Excerpted text -
********************
11 September 2011

Thing I’ve come to realize #2

“Thing I’ve come to realize #2”:            It’s not just about doing your best, its much more than that.

The concept of doing your best all around, teachers, parents, coworkers, and peers use the phrase “do your best” on a daily basis as when motivating others. When I stopped to think about it I realized that many people sell themselves short by “doing their best”.  For example, when someone is doing a task and asked why it is not being done a certain way or in a certain timeframe, a common response is, “well… I’m doing my best.”  That statement may be true some of the time, but I am willing to wager that many people say it as an excuse for laziness. Personally, when I think of doing my best, I think of finishing a task, but not only that. I think of finishing it to a higher standard than my own, in minimal amount of time, and having a good attitude about it.

When I stopped and examined what my expectations for “doing my best” were, I realized that I was including a higher standard that was not my own into the equation. If I was left to my own devices I would probably do an average job, take my good, sweet time, and depending on the job, have a crummy attitude while doing it. “My best” isn’t really “my best” if viewed this way because I have the capacity to do so much better (and so do you!). This is why I came to the conclusion that it’s more than doing your best.  I believe that some sort of higher standard needs to be put into practice or we are not pushing our personal envelope. In my case, Christ is my motivation to perform at a higher level (if you want to know WHY Christ motivates me, ask). Some people insist on constantly comparing themselves to their peers, national averages, and worldly standards (which I am guilty of as well), but I want to challenge all of us to seek motivation through God’s unfailing love, not by people’s judgments of you.  To be quite frank, YES, this does take effort, but the reward of hard work is far greater than the temporary relief of our apathy.
********************
Listed records -
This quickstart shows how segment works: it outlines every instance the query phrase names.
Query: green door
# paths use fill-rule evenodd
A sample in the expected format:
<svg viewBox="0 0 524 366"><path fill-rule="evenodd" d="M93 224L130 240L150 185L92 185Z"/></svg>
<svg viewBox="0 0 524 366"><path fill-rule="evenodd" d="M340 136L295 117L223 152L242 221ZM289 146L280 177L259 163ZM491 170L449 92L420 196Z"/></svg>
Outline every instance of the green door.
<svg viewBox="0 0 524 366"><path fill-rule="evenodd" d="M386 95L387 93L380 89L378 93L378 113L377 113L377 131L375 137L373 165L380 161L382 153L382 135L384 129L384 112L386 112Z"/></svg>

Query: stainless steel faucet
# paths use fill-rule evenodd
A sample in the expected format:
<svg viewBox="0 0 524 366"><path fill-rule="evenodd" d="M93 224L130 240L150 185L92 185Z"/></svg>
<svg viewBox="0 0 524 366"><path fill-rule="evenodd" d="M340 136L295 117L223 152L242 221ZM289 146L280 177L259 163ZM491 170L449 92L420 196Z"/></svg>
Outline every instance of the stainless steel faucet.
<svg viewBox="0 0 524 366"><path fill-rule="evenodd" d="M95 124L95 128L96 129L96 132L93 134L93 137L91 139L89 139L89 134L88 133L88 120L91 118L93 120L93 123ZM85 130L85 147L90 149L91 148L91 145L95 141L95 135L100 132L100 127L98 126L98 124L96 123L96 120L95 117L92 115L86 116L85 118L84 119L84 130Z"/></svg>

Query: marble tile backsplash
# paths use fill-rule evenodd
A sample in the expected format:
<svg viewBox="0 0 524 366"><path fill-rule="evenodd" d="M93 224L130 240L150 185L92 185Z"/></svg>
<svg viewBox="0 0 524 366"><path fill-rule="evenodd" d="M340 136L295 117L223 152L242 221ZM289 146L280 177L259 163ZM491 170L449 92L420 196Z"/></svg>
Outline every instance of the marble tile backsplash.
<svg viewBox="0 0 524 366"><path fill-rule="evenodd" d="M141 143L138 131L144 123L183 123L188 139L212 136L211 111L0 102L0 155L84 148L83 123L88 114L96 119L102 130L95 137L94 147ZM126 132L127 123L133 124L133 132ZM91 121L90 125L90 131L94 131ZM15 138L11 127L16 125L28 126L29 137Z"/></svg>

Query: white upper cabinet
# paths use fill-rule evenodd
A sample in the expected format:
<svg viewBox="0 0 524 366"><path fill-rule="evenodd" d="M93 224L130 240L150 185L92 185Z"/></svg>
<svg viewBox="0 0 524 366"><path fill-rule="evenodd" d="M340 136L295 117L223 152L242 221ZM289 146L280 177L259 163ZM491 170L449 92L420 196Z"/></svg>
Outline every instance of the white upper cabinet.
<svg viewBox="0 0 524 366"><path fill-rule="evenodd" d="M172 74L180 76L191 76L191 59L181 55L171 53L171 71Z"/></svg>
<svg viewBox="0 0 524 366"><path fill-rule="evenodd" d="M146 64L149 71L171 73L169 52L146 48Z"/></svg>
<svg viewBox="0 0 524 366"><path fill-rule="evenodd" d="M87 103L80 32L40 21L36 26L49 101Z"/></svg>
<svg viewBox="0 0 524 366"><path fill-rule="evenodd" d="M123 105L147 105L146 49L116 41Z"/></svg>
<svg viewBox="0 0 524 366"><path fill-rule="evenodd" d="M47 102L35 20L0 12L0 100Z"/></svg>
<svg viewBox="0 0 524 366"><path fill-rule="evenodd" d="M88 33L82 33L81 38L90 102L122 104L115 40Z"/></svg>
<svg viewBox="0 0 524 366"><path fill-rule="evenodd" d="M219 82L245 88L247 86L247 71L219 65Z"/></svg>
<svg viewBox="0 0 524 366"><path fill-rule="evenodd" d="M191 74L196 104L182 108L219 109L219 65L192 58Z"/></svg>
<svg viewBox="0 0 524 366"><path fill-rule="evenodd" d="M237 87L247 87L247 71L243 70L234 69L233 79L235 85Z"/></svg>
********************
Exercises to complete -
1. From the post about doing your best, reproduce the passage between "11 September 2011" and "more than that.", inclusive.
2. In the post about doing your best, what does the writer name as their motivation to perform at a higher level?

Task solutions -
1.
11 September 2011

Thing I’ve come to realize #2

“Thing I’ve come to realize #2”:            It’s not just about doing your best, its much more than that.

2. Christ